=== TEXT PROVIDED ===

==*==

Just as everyone remembers where they were when JFK was shot or when 9/11 happened, I remember exactly where I was when I saw the box-cutter scene. If you’ve seen Breaking Bad, you know exactly what I’m talking about—and if not—just hang in there. It was late, and I was sitting in my luxurious dorm room at Oxford University, in surroundings that made me feel like I was constantly living in a fairytale. But that feeling soon faded. All alone and glued to my computer screen, I watched in horror as a man comes up behind his once-trusted coworker, grabs his head and swiftly slices his throat with a box-cutter, holding his head up in a way that exposes the gushing artery, causing him to bleed out quickly and efficiently. When the man is done helping his coworker die, he takes off his hazmat suit, washes his hands, gives one cold glare to the intimidated workers that were forced to watch, and leaves the room. There’s no scary music, no cuts to a dramatic spattering of blood on the wall, there isn’t even dialogue—just the sound of desperate gags as a man tries to breathe through his severed windpipe, only to choke on his own blood.

 

I wouldn’t consider myself a lover of gruesome things. There are many shows and films, like the Saw franchise, that I refuse to watch because I feel that violence is the sole force driving these productions, and I just don’t enjoy watching prolonged scenes of torture and human suffering. So after witnessing the infamous box-cutter scene in Breaking Bad, I had to wonder: How could I judge certain violent films and shows when I was addicted to a show that showed such graphically violent scenes?

 

After I watched that scene all alone, quietly in my room, I thought about what my mother would have said if I was watching this at home and she had walked into the room. My mother won’t watch anything with violence in it, and I mean pretty much anything with blood, guns, or bodies colliding, she refuses to see. Whenever I’m home visiting, she’ll come into the living room, look at whatever I’m watching, and if it’s violent she always responds with something along the lines of, “Ugh, I don’t know how you watch this stuff. Is that really necessary?” She sees all violence on screen as “senseless” violence. While I don’t agree with her, I found myself wondering: in an ever-increasing violence-oriented culture, is there ever a time when violence can be meaningful?

 

In the criticism of violence in American culture, especially of violence on the big or small screen, there seems to be a binary divide on whether violence is “good” or “bad.” There are critics who think our culture is desensitizing people to violence, hurting our country, and making our youth want to go out and shoot up their town. On the opposite spectrum there seems to be the “it’s a free country” defense: violence is out on the screen and if you don’t like it, then don’t watch it. I agree with both sides to some degree—it is a free country and there are some forms of entertainment that are desensitizing violence’s effect—but both of these responses are an inadequate assessments of our culture’s violence. We need to see past the blood-spray and bullet holes to look at how violence is being used on screen, what the motivation for putting it there is, and what we can take away, if anything, from its viewing.

==*==

=== DATA EXTRACT ===

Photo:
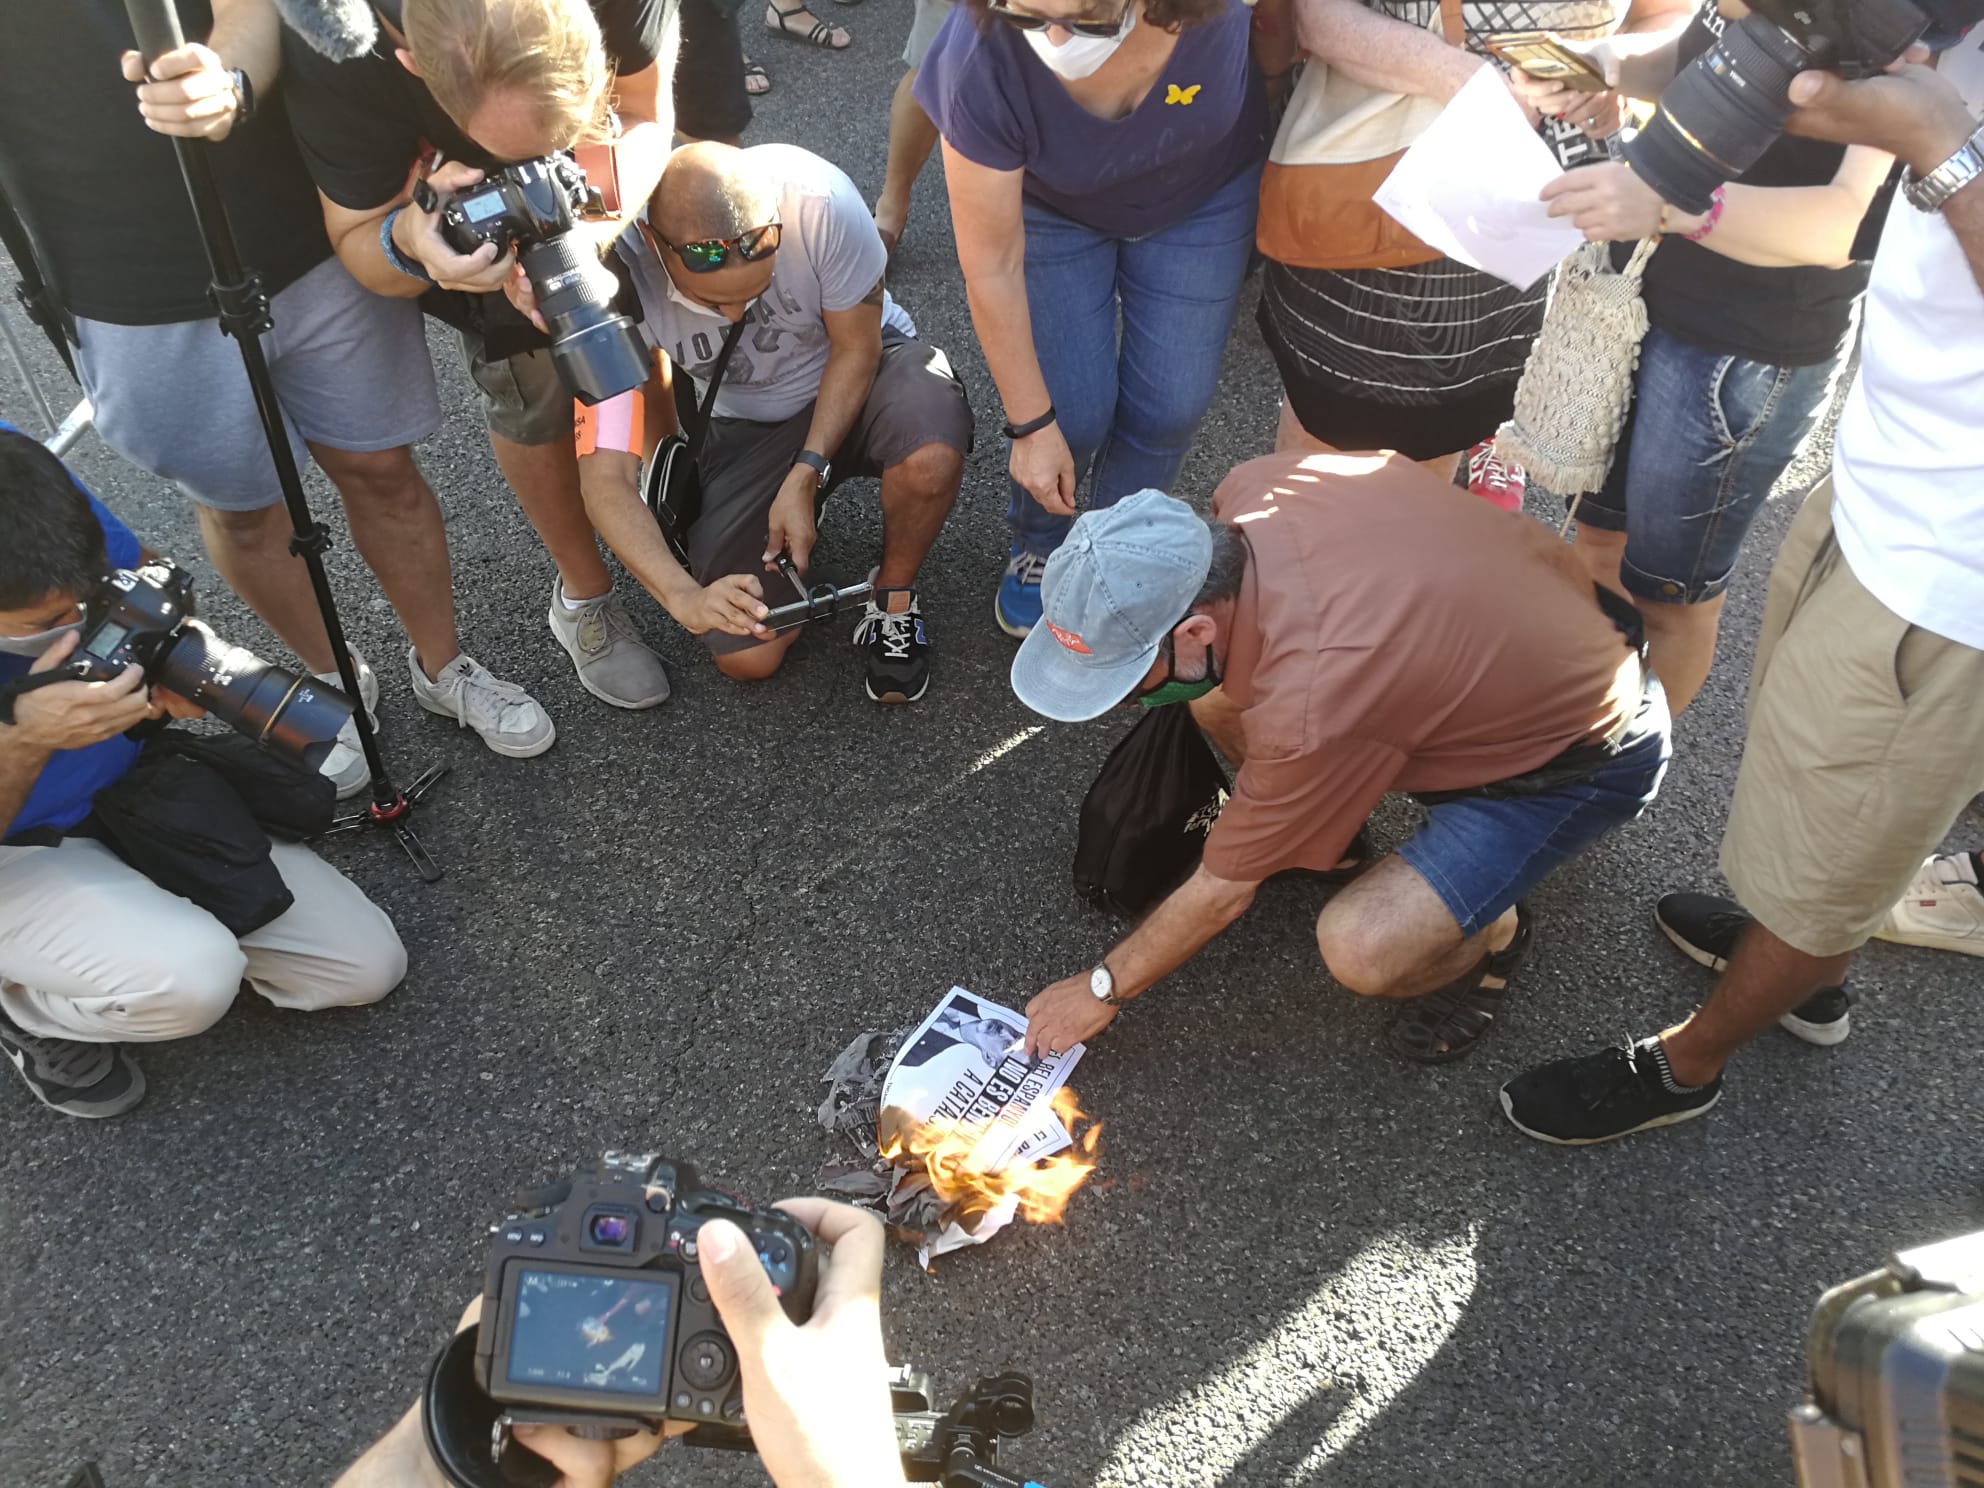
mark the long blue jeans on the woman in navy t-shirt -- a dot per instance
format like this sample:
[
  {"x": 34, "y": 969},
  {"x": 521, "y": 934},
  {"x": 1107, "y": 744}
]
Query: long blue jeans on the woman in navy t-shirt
[{"x": 1128, "y": 408}]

==*==

=== ACTIVITIES ===
a) Write out the passage of the essay on screen violence from "I wouldn’t consider" up to and including "graphically violent scenes?".
b) Carry the essay on violence on screen forward from its last sentence.

=== RESULTS ===
a)
I wouldn’t consider myself a lover of gruesome things. There are many shows and films, like the Saw franchise, that I refuse to watch because I feel that violence is the sole force driving these productions, and I just don’t enjoy watching prolonged scenes of torture and human suffering. So after witnessing the infamous box-cutter scene in Breaking Bad, I had to wonder: How could I judge certain violent films and shows when I was addicted to a show that showed such graphically violent scenes?

b)
… 

Long before Breaking Bad ever graced the small screen, there were films created by one man, who was, and still is, the subject of the controversy of violence on screen: Quentin Tarantino. When I was about eleven or twelve, I used to sneak into my brother’s room when he wasn’t home and shuffle through his movies to further my deviant education on films that were much too mature for a kid my age. I soon got to his collection of Tarantino’s films and watched all of them, letting the candy-apple colored blood and flying bullets wash over me; I was in awe, and I was horrified. I was revolted by some of the truly gruesome moments in his movies: the ear-slicing scene in Reservoir Dogs and the leg that’s snapped off a woman as easily as you would from a Barbie in Death Proof. But I also found his movies and sometimes the violence, entertaining. For decades, Tarantino has been criticized for glorifying violence to create merely a spectacle, and he doesn’t disagree. Quoted from a press conference in Newsday, Tarantino said of violence in his films, “If you ask me how I feel about violence in real life, well, I have a lot of feelings about it. It's one of the worst aspects of America. In movies, violence is cool. I like it” (Zuckerman). Tarantino makes no apologies for using violence as a form of pure entertainment in his films. For Tarantino, violence is an art form: it’s not hard to see that he enjoys directing which way a stream of blood will be spattered and what the close up of a gunshot will look like.While the violence in Tarantino’s films isn’t totally meaningless—it’s motivated by a desire to entertain, shock, and excite the viewer—Tarantino realizes that there are different types of violence on screen.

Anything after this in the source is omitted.